[start Records to use]
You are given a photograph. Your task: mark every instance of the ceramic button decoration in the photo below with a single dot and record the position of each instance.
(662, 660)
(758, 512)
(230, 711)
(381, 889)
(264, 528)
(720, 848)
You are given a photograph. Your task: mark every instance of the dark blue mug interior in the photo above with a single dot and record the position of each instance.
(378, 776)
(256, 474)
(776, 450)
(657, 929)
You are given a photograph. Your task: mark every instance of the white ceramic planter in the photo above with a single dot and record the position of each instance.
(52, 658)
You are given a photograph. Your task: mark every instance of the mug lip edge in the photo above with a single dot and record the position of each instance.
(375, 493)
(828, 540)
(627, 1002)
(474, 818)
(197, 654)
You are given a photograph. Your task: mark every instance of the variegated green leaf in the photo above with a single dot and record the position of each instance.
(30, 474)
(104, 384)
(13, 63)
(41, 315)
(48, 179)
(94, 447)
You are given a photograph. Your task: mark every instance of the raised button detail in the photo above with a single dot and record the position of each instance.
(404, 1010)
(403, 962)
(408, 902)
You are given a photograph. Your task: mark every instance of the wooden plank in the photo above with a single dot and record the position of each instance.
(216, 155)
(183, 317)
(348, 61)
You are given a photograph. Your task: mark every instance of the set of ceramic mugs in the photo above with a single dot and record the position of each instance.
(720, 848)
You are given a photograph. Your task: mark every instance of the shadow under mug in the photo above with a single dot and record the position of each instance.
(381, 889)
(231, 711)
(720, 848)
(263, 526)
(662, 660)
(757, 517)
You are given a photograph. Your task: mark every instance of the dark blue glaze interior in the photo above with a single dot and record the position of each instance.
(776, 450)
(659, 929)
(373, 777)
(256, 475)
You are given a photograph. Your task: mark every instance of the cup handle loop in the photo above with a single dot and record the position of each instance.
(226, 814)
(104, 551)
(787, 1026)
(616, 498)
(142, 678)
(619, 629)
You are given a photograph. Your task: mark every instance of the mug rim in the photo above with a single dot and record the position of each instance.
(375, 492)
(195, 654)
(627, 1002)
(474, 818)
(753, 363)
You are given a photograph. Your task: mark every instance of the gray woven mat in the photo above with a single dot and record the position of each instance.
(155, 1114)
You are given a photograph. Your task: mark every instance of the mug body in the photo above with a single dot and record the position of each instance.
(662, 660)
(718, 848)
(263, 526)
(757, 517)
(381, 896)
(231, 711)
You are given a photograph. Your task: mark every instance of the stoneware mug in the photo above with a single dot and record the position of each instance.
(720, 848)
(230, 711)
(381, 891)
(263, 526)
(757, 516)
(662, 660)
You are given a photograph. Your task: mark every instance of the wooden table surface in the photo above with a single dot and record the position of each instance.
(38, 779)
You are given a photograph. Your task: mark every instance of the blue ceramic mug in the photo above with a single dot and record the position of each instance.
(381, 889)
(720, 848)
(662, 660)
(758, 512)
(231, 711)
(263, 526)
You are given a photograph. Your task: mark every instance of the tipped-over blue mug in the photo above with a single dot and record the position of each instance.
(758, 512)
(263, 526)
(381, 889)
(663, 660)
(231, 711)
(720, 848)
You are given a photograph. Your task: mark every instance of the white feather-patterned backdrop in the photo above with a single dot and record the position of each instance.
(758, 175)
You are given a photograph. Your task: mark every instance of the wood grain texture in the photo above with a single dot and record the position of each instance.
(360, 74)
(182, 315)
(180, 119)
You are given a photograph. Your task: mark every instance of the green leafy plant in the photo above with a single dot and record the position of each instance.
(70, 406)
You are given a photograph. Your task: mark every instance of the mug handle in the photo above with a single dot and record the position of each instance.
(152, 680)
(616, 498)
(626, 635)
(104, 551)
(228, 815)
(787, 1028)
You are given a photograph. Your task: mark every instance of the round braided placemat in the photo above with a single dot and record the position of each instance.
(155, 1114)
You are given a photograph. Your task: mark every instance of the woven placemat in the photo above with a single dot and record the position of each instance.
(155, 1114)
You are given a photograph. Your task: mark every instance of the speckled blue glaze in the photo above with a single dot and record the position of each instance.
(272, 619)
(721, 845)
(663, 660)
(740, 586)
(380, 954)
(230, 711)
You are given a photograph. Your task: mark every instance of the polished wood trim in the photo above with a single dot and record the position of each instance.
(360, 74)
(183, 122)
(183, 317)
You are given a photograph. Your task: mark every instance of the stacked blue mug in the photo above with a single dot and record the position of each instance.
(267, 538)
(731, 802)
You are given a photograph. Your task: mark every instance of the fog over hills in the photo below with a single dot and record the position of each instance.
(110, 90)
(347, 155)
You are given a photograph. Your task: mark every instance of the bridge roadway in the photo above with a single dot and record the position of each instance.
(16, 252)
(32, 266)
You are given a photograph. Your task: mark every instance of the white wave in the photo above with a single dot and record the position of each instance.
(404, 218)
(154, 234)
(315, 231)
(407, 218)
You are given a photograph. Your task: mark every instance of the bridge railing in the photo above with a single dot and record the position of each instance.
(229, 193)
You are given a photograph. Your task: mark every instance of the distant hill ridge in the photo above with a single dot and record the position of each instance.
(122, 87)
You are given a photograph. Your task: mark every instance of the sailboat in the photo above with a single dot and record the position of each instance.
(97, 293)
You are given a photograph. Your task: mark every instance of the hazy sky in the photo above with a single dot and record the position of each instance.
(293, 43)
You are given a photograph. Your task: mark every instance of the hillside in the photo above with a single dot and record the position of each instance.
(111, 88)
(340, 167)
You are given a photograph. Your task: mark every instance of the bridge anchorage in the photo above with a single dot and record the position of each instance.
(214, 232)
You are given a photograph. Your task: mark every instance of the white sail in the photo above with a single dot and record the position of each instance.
[end Records to use]
== Problem to work on ==
Give the records above again, word for word.

== Task solution ==
You are given a photograph. Your task: mark every instance of the ceramic button decoration in the photo below with a single dot and record the position of each instance.
(662, 660)
(758, 512)
(230, 711)
(381, 889)
(264, 528)
(720, 848)
You are given a photograph. Your task: mark every instance of the dark blue mug interior in the photo above with a single dot and record the position of each instance.
(378, 776)
(256, 474)
(776, 450)
(657, 929)
You are given a photograph. Your task: mark every instance of the white ceramic planter in the photo above with a single dot and record the position of each instance.
(52, 658)
You are given a photograph. Your task: mark every instance of the mug lip edge in the photo above with a single dot and record the position of each instance.
(375, 493)
(828, 540)
(627, 1002)
(474, 818)
(197, 654)
You are given a photograph. Your task: mark every instance of the variegated green leaf in the photo above with a single dot and record the position of each instance.
(30, 474)
(104, 384)
(13, 63)
(41, 315)
(48, 179)
(94, 447)
You are given a photograph. Your task: mark every instance of the raised button detail in the photo above with a single dot and record the position of each instance.
(404, 1010)
(403, 962)
(408, 902)
You are given a photograph. Your task: mark every instance of the wooden plank in the photo above with a single dot and record the position of each instance.
(216, 155)
(183, 317)
(348, 61)
You are given a photograph. Your task: mark every instance of the set of ceramic mugs in the photo above with a single dot and record the position of each instance.
(720, 848)
You are given a photograph. Your task: mark every instance of the shadow under mug in the photo above with a single dot and record the position of each instance.
(381, 889)
(231, 711)
(720, 848)
(263, 526)
(662, 660)
(757, 517)
You are given a photograph. Your task: mark every instance of the dark blue glaze interior in the photo above with a single dot and record the position of each instance.
(776, 450)
(659, 929)
(373, 777)
(256, 475)
You are given a photograph. Your task: mark every instance of the cup handle loop in the photo above with a single dot and record the position of each instance.
(226, 814)
(104, 551)
(787, 1026)
(616, 498)
(142, 678)
(619, 629)
You are given a photograph. Your task: mark every instance of the mug rim in the photo above with a single dot and record the position of each instance.
(375, 492)
(195, 654)
(627, 1002)
(474, 818)
(753, 363)
You are given a photograph. Your task: mark every instance of the gray woven mat in the photo above with a single dot and record the position of each instance.
(155, 1114)
You are given a photograph. Your task: mark every instance of the mug body in the photo above with a single dot and record the position of each instance.
(662, 660)
(718, 848)
(263, 526)
(757, 517)
(381, 896)
(231, 711)
You are given a photograph. Your task: mark every instance of the stoneware mug in the photo above with a single dot and record the position of each instance.
(720, 848)
(230, 711)
(381, 891)
(263, 526)
(757, 516)
(662, 660)
You are given a photograph. Your task: mark every instance of the wooden table surface in the photo above with a single dot and record the position of each instance.
(38, 779)
You are given a photograph. Your task: mark every instance of the blue ceramic mug in the photo above with a single dot and record the position of each instance.
(381, 889)
(720, 848)
(662, 660)
(758, 512)
(231, 711)
(263, 526)
You are given a photograph. Your task: mark every instance of the tipped-over blue mug in the photo above with a single dot and record the position of each instance.
(758, 512)
(263, 526)
(381, 889)
(663, 660)
(231, 711)
(720, 848)
You are given a photograph. Your task: mark every instance of the white feather-patterned backdrop in the photo above with a single dot and record the position of each instance.
(758, 175)
You are given a photograph. Your task: mark every instance of the wood grain texture in the photo above with a single dot and record the position of each instance.
(360, 74)
(182, 315)
(180, 119)
You are given a photograph. Your task: mark every instance of the green leafy plant in the photo above with a single dot and record the position of each instance.
(70, 406)
You are given a photograph. Your task: mark every instance of the mug handle in the photo above with a single dot and record the position of each instance.
(152, 680)
(616, 498)
(626, 635)
(104, 551)
(228, 815)
(787, 1028)
You are given a photograph. Your task: mark every instance of the round braided placemat in the photo above with a single dot and record the position of each instance.
(155, 1114)
You are given a photograph. Your task: mark every instance of the woven placemat in the photo above with a single dot and record the position of each instance.
(155, 1114)
You are given a photograph. Your task: mark every instance of the speckled blue glaze in the photo above with a single dot and record the position of each instance.
(272, 619)
(721, 845)
(663, 660)
(740, 586)
(380, 954)
(230, 711)
You are given a photograph. Your task: mark every instance of the polished wood trim in the photo above with a single dot and record the position of each instance.
(360, 74)
(183, 122)
(183, 317)
You are given a photograph. Your task: mark every instance of the stacked blue mug in the photo above with a single dot and record the position of each instance.
(267, 538)
(731, 802)
You are given a photograph. Your task: mark every instance of the fog over hills in the photo below with a single dot and record the position of each instance.
(110, 90)
(347, 155)
You are given a photograph. Your task: mark every instance of the bridge roadway in the photo above with a single dot and record the position of each instance.
(16, 252)
(32, 266)
You are given a photograph. Your task: mark every instance of the white wave in the photo above with a single dot and record the position of each instance.
(404, 218)
(154, 234)
(315, 231)
(407, 218)
You are given a photograph. Your task: mark every instance of the bridge railing in the photo above with a single dot and record the position of each instance.
(229, 193)
You are given a photograph. Your task: mark every instance of the distant hill ridge in the photo above with a single dot and record the position of each instance.
(122, 87)
You are given a photograph. Your task: mark every instance of the sailboat in the photo above with a single dot and record the position of each instance.
(97, 293)
You are given a photograph. Your task: mark every instance of the hazy sky in the photo above with a single dot and record the position of each instance.
(293, 43)
You are given a photograph. Your task: mark every instance of the hillside in the photo above with a single dot and record the position of each instance.
(111, 88)
(340, 167)
You are given a photograph. Your task: mark every instance of the bridge anchorage in the photo above with a single dot and record the position of each instance.
(214, 232)
You are given a photograph. Your task: mark every instance of the white sail in the photo above with a single dot and record the position of each instance.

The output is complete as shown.